| EXERCISE BRIEF |
Please return each line of the records below that contains the word "marker".

─── SUPPLIED DATA ───

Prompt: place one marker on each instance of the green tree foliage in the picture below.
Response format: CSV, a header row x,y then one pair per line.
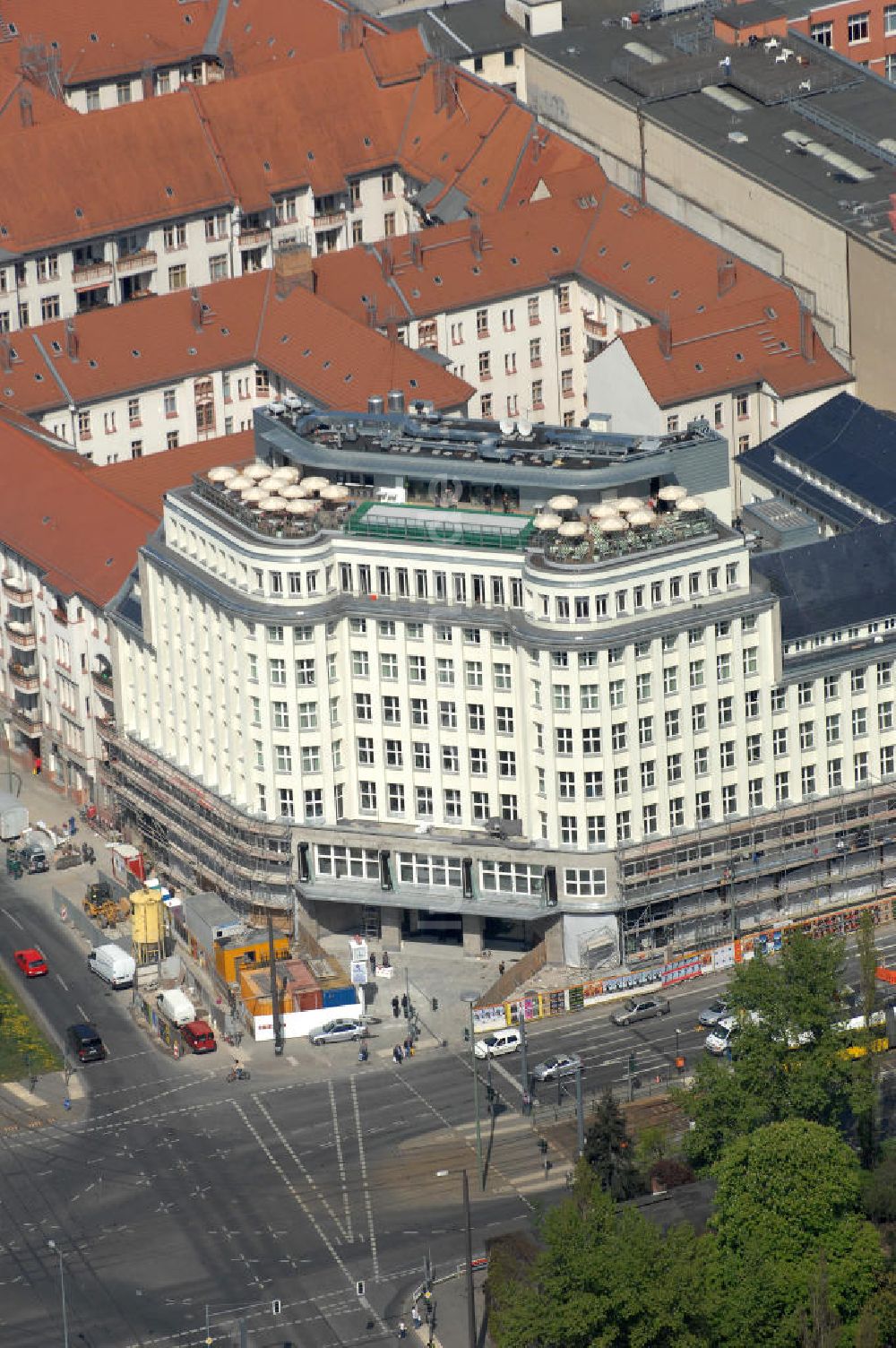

───
─── SUPPLIED DATA ───

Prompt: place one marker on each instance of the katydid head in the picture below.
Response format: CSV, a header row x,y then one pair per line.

───
─── SUPPLIED DATA ───

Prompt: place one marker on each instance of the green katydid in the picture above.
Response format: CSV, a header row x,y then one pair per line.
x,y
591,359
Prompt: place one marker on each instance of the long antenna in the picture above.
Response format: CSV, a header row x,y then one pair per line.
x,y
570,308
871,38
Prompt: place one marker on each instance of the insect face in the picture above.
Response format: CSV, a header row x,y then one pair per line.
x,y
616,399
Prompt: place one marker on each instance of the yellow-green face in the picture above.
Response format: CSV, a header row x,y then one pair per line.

───

| ANSWER TO THE TASK |
Prompt: place one marker on each instance of the green tree foliage in the picture below.
Prompt: place one marker on each instance of the katydid head in the picture below.
Prompt: place one marker on each instance of the green katydid in the picture above.
Prompt: place one marker on each instance of the long antenna in the picture above.
Prompt: place one marker on each instance of the insect face in the picture above.
Prompt: place one marker on each instance of the yellow-green face in the picture above.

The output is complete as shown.